Pointing records for named objects:
- - -
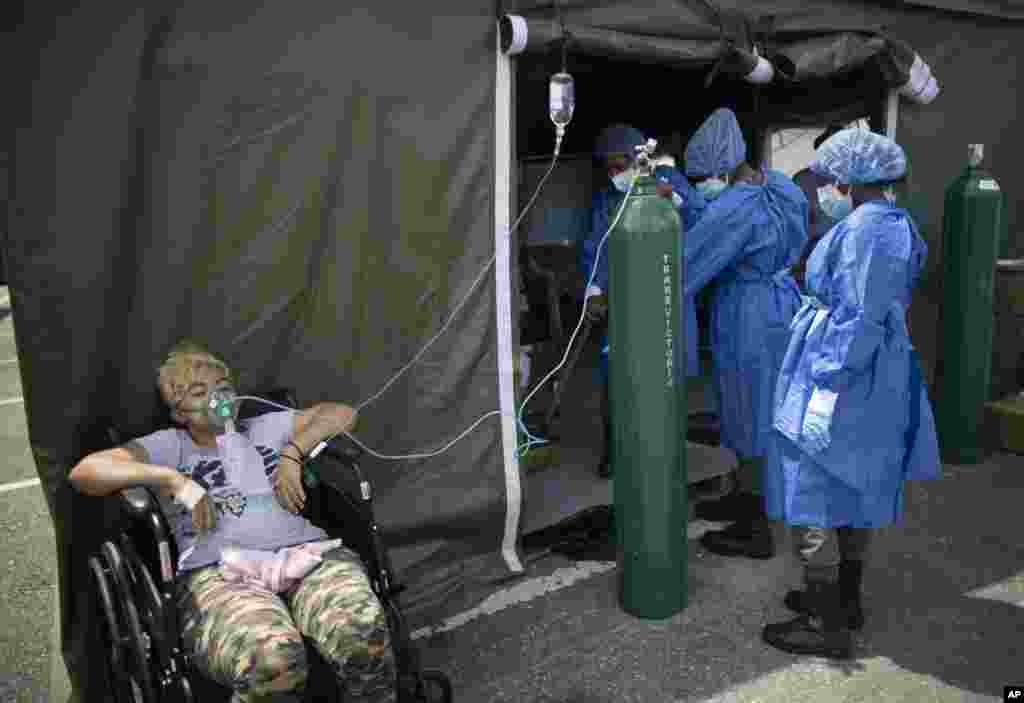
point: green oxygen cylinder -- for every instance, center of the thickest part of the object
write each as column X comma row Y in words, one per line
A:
column 647, row 400
column 972, row 234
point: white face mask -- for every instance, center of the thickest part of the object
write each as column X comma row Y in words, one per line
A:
column 834, row 203
column 623, row 180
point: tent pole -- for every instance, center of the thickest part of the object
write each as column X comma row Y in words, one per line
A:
column 892, row 114
column 503, row 293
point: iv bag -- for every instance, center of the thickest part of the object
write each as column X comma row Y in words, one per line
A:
column 562, row 98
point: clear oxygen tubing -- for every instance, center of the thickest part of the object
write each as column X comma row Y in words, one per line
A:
column 532, row 441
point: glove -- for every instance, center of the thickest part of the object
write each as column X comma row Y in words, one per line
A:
column 817, row 420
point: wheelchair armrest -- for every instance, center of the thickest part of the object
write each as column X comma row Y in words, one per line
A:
column 138, row 501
- - -
■ Task to carry out:
Give every line from the rows above as a numbered list, skipping blank lines and leaving out the pictures.

■ Answer to this problem:
1. point: green oxygen cylinder -- for every instance, center of the thickest part of the object
2. write each as column X comma row Y in words, one per line
3. A:
4. column 647, row 400
5. column 972, row 234
6. point: white face mask -- for every instance, center of the thickest part of the object
7. write each as column X comma row Y in words, one per line
8. A:
9. column 834, row 203
10. column 623, row 180
11. point: tent pole -- for every instance, center of the thickest part of the object
12. write each as column X comma row Y in words, one per line
13. A:
14. column 892, row 114
15. column 503, row 293
16. point: iv bag -- for every instance, center of the thickest part of the object
17. write each as column X comma row Y in words, one per line
18. A:
19. column 562, row 98
20. point: clear oxygen tubing -- for every instance, center of the thickest part of the object
21. write each as column X comma row Y in words, one per line
22. A:
23. column 532, row 441
24. point: glove -- for every instance, center of the thickest part of the object
25. write each as column X comma row Y in words, one per line
26. A:
27. column 817, row 420
28. point: wheelchair armrest -- for every instance, center of the thickest part of the object
29. write each as column X comma row Y in words, one per line
30. A:
31. column 138, row 501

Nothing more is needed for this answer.